**Location labeling records**

════════

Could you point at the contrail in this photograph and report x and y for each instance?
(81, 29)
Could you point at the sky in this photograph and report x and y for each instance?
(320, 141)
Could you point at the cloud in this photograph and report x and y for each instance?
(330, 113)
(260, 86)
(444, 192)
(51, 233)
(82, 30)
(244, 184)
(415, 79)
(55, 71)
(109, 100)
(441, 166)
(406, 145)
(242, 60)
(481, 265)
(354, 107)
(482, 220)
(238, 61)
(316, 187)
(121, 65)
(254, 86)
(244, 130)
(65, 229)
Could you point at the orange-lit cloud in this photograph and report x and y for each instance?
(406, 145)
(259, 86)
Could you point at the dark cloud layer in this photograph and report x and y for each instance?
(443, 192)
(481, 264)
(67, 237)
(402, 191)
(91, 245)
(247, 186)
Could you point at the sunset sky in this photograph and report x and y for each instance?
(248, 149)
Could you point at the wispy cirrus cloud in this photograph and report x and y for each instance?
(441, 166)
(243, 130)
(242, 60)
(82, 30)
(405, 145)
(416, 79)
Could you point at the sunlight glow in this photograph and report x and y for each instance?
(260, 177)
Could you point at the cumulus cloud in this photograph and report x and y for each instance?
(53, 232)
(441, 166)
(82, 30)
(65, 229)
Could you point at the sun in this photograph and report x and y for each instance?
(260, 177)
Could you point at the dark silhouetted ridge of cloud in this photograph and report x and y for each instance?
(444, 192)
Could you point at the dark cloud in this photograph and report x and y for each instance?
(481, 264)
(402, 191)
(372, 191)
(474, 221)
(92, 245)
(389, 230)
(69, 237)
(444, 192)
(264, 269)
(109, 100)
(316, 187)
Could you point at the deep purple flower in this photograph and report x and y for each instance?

════════

**Your task**
Set down every one of the rows above again, word for word and without any change.

**Response to the exercise**
Could you point at the contrail in this photograph and report x and y for each instance?
(81, 29)
Could you point at the sky in this photograph and report x and y for each instance?
(320, 141)
Could you point at the cloud in this photograph and report x and y for each instance?
(330, 113)
(260, 86)
(444, 192)
(51, 233)
(82, 30)
(244, 184)
(415, 79)
(55, 71)
(109, 100)
(441, 166)
(406, 145)
(242, 60)
(481, 265)
(354, 107)
(482, 220)
(238, 61)
(316, 187)
(121, 65)
(254, 86)
(244, 130)
(65, 229)
Could you point at the orange-lit cloud in this photograph and report x and y for each instance?
(406, 145)
(259, 86)
Could you point at the dark cloud layer in this photograph and report x and y for each instance?
(443, 192)
(481, 264)
(67, 237)
(402, 191)
(91, 245)
(247, 186)
Could you point at the sunset sky in this photograph and report x and y for each instance?
(248, 149)
Could you point at the wispy cirrus cloud in this photograph and report x and y for each instance?
(441, 166)
(243, 130)
(242, 60)
(82, 30)
(405, 145)
(416, 79)
Could you point at the sunlight glow in this photograph and report x and y for each instance?
(260, 177)
Could you point at the cumulus cloud in this photograph and report x and y for each instance?
(53, 232)
(441, 166)
(82, 30)
(65, 229)
Could you point at the sun in this photograph and report x and y for each instance?
(260, 177)
Could you point at the dark silhouetted ridge of cloud in this photograph and report x and y for each instance?
(444, 192)
Could you point at the dark cloud in this photograph and report x and y for each instance?
(481, 264)
(402, 191)
(372, 191)
(474, 221)
(92, 245)
(389, 230)
(69, 237)
(444, 192)
(264, 269)
(109, 100)
(316, 187)
Could you point at the deep purple flower in this photograph and report x and y for each instance?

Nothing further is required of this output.